__GIVEN INFORMATION__.

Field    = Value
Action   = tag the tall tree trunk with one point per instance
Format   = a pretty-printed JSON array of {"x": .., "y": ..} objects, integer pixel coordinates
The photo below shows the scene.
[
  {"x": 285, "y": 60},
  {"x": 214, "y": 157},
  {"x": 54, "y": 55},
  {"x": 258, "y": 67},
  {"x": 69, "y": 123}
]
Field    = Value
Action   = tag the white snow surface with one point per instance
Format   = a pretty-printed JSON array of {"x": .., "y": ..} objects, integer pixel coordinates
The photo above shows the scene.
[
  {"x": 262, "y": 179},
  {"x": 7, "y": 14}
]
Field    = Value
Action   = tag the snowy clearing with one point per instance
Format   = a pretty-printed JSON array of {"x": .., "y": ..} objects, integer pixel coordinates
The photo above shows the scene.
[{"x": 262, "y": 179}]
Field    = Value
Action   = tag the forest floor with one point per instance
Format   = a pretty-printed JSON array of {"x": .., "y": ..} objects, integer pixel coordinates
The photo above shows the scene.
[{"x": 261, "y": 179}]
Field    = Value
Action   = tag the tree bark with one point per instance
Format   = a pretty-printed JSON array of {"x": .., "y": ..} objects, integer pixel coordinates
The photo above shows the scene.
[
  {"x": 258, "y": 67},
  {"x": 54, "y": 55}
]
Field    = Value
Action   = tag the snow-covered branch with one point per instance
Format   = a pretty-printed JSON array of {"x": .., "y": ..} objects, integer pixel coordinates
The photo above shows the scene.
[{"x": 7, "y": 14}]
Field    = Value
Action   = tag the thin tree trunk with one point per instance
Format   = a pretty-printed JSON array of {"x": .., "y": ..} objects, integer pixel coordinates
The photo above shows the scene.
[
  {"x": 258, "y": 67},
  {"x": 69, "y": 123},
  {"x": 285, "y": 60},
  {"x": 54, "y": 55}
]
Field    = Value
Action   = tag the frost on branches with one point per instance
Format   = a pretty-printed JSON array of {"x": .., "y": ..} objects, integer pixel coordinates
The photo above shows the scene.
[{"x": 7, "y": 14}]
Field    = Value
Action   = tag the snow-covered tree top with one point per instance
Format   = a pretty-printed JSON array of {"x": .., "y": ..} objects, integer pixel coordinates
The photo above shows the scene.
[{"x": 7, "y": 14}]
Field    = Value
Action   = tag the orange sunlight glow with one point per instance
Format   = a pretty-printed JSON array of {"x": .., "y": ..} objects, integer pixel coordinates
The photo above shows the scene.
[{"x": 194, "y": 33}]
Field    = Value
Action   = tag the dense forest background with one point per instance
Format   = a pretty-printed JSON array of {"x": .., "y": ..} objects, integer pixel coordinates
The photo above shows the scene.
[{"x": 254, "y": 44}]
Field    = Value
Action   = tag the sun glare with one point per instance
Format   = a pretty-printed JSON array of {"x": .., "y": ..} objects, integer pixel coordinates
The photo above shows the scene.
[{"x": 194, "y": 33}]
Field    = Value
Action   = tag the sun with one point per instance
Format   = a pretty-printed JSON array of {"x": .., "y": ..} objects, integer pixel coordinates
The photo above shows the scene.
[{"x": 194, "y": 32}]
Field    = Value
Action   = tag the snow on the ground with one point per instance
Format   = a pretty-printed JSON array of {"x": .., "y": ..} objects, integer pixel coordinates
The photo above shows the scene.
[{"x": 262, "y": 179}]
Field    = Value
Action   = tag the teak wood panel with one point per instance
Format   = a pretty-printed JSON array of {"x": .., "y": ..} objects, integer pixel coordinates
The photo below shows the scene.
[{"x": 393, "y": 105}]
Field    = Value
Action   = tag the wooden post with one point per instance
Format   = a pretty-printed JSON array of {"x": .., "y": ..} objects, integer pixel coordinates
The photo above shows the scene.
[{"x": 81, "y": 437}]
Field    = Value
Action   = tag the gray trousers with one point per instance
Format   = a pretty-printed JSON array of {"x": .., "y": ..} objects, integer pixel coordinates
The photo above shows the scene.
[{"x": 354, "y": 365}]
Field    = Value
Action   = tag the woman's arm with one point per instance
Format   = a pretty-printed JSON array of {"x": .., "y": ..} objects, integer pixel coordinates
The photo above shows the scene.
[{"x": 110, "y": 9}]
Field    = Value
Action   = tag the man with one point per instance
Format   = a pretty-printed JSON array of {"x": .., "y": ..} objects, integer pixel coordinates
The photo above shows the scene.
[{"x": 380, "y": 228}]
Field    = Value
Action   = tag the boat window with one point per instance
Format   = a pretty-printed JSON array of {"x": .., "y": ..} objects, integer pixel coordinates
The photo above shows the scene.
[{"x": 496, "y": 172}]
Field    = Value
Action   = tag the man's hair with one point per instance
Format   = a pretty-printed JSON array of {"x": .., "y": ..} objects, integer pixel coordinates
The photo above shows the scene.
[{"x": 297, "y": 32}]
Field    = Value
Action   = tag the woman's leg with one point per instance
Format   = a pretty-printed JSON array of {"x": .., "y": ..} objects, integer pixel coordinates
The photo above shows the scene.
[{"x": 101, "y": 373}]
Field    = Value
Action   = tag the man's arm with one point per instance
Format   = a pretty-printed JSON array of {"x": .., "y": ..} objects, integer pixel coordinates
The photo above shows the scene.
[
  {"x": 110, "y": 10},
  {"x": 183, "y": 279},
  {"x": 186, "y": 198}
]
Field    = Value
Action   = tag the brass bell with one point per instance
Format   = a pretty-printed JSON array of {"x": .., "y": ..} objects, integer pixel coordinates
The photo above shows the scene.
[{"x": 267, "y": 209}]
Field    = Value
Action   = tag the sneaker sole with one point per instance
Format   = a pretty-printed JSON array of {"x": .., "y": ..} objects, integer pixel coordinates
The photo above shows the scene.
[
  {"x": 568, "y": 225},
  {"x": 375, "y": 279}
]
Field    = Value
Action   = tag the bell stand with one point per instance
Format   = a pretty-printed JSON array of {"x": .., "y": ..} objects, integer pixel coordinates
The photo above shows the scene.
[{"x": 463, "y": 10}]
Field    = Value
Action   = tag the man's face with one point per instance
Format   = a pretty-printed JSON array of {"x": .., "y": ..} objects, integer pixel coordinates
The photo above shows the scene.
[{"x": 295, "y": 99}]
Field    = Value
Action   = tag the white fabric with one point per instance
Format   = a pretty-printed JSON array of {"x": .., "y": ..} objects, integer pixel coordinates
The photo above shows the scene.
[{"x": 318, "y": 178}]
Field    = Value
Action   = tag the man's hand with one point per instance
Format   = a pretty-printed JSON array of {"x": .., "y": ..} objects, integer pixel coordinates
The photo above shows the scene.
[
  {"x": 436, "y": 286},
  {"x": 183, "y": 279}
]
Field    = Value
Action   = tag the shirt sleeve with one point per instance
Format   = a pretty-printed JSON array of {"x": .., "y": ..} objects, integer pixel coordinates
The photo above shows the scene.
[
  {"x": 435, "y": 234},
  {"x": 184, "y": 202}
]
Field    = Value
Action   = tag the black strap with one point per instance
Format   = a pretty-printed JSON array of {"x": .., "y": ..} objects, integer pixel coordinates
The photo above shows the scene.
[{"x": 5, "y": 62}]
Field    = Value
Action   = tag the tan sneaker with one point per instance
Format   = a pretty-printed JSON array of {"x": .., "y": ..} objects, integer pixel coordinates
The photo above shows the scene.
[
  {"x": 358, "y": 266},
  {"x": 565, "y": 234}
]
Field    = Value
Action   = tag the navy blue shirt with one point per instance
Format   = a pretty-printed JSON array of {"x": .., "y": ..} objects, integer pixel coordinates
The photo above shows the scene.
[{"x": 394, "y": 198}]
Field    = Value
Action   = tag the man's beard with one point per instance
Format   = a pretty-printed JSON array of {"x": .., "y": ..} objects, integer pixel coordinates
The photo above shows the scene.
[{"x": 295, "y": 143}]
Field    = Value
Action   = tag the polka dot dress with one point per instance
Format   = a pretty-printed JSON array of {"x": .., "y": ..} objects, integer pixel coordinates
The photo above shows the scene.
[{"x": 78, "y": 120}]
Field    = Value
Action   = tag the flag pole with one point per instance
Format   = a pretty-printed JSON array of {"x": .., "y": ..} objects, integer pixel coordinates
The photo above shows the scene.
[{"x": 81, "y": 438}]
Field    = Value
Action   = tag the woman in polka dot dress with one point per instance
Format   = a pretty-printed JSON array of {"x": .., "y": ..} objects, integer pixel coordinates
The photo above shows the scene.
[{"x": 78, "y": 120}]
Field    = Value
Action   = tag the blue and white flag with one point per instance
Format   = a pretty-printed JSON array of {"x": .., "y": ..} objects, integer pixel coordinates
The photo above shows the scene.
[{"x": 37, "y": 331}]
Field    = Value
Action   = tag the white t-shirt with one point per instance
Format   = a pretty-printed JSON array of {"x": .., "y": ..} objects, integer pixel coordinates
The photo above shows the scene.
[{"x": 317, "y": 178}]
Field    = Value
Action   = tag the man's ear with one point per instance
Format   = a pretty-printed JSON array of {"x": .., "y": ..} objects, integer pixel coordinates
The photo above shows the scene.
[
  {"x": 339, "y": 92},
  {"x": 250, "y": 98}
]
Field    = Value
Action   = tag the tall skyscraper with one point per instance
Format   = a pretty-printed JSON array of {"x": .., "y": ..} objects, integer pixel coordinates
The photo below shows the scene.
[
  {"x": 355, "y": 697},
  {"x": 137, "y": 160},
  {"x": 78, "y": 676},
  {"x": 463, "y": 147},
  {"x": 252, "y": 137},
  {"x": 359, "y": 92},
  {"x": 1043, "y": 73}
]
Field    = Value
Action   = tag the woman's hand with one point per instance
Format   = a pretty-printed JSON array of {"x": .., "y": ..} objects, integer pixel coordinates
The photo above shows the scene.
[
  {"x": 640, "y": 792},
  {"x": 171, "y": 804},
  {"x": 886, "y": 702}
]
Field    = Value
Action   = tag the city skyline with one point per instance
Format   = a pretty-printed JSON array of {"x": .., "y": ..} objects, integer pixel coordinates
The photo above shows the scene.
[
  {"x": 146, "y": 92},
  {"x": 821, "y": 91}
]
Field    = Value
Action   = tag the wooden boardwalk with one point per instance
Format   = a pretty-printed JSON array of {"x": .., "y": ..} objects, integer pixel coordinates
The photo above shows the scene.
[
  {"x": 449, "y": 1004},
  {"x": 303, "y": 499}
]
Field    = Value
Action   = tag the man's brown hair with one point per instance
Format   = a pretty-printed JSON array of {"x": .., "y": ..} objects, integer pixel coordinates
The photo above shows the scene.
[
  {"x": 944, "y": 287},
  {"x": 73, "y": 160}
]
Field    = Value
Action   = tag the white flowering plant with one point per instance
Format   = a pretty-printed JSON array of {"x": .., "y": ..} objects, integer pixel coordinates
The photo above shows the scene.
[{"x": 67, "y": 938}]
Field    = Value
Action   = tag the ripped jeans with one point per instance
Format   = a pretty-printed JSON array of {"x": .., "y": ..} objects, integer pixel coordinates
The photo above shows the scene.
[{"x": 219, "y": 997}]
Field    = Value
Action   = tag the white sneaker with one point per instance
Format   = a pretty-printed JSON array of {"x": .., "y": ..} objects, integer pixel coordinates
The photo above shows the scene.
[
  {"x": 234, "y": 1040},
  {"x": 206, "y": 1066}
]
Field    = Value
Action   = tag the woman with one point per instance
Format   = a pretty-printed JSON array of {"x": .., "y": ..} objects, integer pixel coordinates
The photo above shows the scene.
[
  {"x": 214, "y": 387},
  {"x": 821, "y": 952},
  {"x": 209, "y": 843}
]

__EXERCISE OBJECTIVE__. Locate every line of the records that contains the string "forest" with matching case, and list those lines.

__ANSWER__.
Action   = tag the forest floor with one point per instance
Action   = tag the dense forest background with one point per instance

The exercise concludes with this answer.